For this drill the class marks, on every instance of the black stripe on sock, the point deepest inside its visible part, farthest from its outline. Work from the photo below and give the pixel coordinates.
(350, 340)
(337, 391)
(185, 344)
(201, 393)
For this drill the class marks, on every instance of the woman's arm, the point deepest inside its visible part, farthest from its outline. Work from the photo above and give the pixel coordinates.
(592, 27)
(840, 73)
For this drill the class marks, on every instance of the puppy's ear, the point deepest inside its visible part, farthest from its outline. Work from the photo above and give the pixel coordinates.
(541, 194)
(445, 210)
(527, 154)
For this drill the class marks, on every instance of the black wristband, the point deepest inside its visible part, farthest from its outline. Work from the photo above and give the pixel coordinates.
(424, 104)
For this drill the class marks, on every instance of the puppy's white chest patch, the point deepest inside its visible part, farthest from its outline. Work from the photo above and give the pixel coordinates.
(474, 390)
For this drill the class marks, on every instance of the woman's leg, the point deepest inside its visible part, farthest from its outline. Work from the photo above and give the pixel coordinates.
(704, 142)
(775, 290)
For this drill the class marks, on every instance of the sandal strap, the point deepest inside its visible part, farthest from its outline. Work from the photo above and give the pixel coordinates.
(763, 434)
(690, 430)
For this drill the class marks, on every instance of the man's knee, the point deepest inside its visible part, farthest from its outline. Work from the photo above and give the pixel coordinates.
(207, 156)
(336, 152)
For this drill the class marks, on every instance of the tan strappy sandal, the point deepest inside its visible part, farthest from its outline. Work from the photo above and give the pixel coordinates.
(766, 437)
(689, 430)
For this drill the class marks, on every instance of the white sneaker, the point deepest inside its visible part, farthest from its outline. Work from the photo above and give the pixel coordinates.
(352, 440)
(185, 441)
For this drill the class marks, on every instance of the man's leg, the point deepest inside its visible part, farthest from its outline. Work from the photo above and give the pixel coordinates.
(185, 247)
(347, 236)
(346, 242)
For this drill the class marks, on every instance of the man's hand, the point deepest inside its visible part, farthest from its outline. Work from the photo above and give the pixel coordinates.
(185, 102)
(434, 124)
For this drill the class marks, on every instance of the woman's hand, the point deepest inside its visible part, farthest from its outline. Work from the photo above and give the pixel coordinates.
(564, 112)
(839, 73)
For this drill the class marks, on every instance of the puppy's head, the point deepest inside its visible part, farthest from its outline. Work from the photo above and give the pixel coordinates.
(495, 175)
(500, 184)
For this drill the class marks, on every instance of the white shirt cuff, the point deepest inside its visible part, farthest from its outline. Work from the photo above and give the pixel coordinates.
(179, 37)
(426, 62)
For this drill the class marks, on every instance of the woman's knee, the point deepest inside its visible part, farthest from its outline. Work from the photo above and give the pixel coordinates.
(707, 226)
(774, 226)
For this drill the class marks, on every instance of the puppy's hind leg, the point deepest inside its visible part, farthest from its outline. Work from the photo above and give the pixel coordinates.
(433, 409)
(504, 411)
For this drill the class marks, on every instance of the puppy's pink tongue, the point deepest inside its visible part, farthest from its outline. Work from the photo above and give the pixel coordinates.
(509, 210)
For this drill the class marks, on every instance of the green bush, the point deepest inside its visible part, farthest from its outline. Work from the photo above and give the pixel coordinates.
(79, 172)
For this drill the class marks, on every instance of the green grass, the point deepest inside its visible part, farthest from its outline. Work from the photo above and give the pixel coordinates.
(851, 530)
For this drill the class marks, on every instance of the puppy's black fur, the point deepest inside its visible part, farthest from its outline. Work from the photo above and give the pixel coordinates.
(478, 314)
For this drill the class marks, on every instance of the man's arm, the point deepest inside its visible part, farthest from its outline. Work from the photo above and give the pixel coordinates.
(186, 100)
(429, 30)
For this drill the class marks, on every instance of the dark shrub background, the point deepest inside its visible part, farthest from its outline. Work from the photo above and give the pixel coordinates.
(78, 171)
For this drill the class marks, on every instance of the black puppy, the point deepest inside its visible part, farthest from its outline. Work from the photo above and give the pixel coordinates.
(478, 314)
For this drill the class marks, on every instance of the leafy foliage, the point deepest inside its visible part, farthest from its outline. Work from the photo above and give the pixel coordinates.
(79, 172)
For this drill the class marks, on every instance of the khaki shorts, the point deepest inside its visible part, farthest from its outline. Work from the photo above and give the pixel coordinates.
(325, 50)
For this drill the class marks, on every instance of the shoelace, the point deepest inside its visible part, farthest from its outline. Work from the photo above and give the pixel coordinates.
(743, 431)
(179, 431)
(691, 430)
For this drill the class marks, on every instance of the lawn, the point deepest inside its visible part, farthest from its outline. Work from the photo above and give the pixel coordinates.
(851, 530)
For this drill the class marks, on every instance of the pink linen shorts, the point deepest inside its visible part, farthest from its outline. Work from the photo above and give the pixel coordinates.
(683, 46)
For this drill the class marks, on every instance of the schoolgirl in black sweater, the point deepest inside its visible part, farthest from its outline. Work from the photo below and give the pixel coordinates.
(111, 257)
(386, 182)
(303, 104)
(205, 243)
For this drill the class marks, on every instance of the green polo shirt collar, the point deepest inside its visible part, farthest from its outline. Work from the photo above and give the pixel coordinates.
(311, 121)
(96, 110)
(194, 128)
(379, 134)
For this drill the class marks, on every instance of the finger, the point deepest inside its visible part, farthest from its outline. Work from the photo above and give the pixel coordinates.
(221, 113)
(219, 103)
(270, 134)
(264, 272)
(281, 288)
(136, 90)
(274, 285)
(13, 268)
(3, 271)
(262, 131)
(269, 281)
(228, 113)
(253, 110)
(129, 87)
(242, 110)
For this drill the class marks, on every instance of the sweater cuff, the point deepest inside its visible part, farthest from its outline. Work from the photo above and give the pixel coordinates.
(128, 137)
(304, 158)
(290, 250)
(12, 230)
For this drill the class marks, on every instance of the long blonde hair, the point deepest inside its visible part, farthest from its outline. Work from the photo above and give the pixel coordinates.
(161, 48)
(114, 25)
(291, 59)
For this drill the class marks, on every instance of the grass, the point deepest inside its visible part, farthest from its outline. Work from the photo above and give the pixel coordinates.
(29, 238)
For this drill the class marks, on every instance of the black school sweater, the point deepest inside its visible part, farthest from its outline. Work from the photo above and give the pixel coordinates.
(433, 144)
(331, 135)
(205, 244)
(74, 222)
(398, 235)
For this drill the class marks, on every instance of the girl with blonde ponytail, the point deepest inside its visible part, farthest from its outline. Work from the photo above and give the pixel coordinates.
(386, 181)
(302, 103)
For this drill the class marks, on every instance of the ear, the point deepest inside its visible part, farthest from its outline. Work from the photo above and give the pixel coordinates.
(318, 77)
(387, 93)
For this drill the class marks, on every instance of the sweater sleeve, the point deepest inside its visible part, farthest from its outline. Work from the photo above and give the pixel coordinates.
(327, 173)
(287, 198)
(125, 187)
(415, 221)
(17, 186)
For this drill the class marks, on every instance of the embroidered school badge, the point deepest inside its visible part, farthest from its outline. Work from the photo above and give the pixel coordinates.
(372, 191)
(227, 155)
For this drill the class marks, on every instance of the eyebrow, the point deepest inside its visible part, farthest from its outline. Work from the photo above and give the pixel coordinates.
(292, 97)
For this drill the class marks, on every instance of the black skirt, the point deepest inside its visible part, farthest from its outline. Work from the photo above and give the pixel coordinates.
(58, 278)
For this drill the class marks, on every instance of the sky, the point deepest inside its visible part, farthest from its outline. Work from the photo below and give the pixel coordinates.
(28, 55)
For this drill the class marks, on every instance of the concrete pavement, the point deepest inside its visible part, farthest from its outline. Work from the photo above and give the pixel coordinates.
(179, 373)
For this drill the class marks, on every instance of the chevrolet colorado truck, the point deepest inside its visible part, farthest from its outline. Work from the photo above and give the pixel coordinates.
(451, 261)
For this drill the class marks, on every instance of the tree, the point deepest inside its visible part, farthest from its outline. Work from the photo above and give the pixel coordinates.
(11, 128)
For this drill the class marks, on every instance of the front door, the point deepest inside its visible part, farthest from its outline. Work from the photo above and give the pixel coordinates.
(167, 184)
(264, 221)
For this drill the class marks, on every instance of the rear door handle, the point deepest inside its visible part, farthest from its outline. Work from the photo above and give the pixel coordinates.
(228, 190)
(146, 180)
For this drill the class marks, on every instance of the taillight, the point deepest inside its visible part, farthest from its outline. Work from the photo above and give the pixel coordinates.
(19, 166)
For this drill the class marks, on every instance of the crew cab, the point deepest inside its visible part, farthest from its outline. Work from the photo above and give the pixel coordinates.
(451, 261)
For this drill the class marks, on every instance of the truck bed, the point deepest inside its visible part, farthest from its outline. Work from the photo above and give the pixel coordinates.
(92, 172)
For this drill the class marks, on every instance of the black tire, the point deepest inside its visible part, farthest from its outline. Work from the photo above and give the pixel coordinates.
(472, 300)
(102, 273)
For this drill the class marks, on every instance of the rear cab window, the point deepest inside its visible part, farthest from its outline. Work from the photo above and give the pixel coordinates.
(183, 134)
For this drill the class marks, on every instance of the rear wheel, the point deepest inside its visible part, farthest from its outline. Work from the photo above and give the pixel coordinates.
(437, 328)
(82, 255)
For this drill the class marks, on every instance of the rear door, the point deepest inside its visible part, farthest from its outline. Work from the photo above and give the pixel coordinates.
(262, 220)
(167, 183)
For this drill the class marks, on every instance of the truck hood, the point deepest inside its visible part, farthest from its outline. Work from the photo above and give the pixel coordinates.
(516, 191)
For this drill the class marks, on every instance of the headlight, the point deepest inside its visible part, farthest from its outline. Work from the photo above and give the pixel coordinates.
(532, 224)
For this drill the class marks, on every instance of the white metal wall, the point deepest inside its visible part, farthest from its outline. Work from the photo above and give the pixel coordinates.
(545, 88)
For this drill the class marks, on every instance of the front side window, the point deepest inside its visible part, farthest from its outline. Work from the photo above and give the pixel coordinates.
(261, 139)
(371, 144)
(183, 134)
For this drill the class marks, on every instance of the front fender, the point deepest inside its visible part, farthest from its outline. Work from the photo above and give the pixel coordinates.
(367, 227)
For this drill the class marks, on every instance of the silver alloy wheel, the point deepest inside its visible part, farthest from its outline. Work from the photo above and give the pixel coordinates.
=-=-=
Set down the lines above exactly as written. Begin at the line containing "front fender, the" and stop after the last line.

For this drill the class marks, on every instance of the front fender, the point deepest inside its visible part, farthest from its outline. Work from the photo above and give the pixel coordinates.
(367, 227)
For this drill the class marks, on every instance of the silver alloy wheel, the point deepest inside its visible part, farthest from its outline. Work from the photo above and give the pixel coordinates.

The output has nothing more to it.